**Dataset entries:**
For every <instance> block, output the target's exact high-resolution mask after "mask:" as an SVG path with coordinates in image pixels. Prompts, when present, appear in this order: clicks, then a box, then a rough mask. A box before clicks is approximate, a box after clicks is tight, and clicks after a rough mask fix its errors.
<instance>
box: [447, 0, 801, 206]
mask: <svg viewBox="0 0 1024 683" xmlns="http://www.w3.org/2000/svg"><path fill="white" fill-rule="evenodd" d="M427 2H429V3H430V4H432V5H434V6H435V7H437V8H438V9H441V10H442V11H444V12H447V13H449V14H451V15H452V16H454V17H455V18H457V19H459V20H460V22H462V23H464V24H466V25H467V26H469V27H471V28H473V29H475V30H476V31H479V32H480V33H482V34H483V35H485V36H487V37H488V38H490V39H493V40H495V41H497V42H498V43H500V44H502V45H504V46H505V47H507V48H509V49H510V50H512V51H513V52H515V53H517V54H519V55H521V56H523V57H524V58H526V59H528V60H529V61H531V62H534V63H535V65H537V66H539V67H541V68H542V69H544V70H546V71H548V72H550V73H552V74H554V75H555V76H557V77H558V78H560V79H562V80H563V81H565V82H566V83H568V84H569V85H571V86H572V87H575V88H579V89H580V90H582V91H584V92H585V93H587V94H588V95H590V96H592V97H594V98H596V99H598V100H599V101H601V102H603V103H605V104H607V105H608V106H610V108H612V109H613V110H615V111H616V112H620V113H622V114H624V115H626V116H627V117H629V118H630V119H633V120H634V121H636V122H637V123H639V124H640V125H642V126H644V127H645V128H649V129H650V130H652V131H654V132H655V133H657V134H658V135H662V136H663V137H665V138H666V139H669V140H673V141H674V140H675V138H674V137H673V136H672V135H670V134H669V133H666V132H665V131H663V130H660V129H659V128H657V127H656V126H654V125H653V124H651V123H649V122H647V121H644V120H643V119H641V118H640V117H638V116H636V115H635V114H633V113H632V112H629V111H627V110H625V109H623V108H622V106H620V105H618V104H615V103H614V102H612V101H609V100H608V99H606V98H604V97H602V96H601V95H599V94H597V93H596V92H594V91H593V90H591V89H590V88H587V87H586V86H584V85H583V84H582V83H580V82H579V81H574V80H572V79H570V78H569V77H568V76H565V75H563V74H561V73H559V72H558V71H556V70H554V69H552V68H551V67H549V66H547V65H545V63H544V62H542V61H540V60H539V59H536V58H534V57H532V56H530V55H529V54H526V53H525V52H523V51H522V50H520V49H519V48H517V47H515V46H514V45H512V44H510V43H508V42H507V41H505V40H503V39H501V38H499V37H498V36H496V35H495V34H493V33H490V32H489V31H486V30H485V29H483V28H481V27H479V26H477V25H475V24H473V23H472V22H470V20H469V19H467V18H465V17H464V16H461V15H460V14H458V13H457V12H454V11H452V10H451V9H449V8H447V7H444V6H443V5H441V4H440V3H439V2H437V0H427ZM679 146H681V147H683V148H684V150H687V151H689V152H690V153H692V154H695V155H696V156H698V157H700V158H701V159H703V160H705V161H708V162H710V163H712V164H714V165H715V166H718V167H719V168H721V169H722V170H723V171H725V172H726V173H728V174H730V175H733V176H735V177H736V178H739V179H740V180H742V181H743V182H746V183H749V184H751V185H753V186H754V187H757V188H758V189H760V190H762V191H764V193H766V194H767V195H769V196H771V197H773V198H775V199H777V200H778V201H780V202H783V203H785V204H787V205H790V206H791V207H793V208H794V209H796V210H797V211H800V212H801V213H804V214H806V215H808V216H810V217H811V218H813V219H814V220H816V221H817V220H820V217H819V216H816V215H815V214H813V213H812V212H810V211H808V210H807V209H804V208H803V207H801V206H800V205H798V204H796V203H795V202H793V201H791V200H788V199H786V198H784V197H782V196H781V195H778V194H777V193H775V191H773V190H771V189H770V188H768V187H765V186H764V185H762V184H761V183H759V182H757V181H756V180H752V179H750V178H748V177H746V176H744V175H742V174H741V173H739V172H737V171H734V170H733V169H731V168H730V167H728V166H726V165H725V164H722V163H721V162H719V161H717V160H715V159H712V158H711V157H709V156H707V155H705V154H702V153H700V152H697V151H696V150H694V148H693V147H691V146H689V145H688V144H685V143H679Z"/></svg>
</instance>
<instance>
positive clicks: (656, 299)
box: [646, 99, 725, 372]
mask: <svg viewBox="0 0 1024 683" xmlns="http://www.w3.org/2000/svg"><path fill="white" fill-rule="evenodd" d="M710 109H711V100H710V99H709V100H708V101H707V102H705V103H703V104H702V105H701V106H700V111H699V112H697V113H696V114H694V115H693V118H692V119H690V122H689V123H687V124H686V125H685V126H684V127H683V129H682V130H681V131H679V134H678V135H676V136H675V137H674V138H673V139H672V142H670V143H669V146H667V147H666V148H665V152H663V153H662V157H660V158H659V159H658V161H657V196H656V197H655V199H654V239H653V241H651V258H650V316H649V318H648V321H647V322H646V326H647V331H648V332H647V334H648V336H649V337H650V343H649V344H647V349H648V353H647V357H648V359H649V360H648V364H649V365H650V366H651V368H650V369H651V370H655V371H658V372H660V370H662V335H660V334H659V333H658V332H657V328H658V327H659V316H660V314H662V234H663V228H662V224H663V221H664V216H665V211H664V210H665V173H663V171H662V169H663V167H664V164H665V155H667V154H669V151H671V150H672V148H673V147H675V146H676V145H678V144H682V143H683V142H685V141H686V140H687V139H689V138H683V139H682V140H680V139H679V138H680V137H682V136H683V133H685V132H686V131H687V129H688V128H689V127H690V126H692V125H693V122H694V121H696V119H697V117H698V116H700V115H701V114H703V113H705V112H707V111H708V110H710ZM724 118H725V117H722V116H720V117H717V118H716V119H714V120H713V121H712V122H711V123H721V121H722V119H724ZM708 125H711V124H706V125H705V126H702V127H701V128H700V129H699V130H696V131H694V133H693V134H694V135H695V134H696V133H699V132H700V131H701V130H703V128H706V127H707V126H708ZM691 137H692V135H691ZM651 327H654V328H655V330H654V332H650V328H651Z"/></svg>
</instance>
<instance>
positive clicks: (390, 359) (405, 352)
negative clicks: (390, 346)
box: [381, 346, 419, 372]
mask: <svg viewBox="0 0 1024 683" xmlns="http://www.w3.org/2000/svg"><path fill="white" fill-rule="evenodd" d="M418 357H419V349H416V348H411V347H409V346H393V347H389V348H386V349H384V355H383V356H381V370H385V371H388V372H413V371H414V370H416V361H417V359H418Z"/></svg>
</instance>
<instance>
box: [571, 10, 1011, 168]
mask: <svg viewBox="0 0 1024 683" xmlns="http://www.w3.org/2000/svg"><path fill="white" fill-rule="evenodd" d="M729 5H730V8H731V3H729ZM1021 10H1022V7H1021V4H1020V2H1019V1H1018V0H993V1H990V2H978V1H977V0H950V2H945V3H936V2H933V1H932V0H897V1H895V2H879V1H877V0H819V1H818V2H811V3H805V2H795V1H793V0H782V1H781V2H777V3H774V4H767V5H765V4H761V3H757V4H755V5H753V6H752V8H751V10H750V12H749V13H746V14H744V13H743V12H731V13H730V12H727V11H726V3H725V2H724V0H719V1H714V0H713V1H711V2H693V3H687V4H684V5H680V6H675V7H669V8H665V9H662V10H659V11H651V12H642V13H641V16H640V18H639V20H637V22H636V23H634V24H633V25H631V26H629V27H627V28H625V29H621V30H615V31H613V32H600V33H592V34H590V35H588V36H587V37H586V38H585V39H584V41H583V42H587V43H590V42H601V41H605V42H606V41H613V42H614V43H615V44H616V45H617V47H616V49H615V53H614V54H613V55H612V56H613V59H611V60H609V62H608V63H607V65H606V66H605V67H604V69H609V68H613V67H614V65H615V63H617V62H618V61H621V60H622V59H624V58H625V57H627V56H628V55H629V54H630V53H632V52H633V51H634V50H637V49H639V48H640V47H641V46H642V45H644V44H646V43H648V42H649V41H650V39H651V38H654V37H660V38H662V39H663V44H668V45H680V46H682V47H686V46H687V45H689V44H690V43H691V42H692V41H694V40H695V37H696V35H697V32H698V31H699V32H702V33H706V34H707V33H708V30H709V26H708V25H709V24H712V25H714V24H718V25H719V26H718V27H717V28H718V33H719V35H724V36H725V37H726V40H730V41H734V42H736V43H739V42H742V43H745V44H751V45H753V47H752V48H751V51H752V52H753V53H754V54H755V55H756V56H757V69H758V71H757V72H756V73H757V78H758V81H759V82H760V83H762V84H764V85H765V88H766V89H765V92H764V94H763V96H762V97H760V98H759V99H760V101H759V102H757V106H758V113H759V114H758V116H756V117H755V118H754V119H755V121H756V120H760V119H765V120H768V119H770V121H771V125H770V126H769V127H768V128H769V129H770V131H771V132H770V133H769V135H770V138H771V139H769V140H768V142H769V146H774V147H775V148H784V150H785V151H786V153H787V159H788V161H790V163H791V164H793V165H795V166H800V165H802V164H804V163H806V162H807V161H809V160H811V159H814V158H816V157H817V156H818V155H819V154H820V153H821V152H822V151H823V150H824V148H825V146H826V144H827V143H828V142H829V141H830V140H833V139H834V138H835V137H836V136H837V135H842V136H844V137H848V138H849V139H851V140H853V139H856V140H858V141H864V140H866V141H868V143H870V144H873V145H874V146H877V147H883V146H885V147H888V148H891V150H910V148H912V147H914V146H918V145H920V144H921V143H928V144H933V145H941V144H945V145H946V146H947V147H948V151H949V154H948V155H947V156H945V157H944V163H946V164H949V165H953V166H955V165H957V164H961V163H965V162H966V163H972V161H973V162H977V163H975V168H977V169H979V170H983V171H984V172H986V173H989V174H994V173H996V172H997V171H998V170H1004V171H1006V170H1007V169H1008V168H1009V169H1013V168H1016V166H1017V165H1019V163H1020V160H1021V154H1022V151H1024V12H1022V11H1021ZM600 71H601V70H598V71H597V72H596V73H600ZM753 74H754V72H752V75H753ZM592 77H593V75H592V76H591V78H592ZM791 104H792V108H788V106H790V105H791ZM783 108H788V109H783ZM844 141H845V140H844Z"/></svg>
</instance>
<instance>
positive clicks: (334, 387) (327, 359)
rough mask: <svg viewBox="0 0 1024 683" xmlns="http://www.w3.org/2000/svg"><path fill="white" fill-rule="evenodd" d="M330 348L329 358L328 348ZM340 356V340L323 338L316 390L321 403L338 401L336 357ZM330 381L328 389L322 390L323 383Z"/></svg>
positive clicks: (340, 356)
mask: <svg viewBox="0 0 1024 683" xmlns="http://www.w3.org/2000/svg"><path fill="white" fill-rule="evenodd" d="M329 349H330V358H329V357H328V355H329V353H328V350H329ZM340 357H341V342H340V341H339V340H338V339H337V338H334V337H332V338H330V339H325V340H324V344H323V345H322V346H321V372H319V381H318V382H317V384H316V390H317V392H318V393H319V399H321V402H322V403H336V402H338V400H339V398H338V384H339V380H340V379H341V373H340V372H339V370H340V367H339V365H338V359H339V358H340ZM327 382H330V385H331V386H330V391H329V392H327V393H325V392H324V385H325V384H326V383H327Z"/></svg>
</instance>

**Assignment:** Nothing outside the span should appear: transcribe the lines from the one containing "rough mask: <svg" through the last line of the records.

**Written solution:**
rough mask: <svg viewBox="0 0 1024 683" xmlns="http://www.w3.org/2000/svg"><path fill="white" fill-rule="evenodd" d="M330 348L329 358L328 348ZM340 356V340L323 338L316 390L321 403L338 401L336 357ZM330 381L328 389L322 390L323 383Z"/></svg>
positive clicks: (340, 356)
mask: <svg viewBox="0 0 1024 683" xmlns="http://www.w3.org/2000/svg"><path fill="white" fill-rule="evenodd" d="M329 349H330V358H329V357H328V355H329V353H328V350H329ZM340 357H341V342H340V341H339V340H338V339H337V338H334V337H332V338H330V339H325V340H324V344H323V345H322V346H321V372H319V381H318V382H317V384H316V390H317V392H318V393H319V399H321V402H322V403H336V402H338V400H339V398H338V384H339V380H340V379H341V373H340V372H339V370H340V367H339V365H338V359H339V358H340ZM327 382H330V385H331V386H330V391H329V392H327V393H325V392H324V385H325V384H326V383H327Z"/></svg>
</instance>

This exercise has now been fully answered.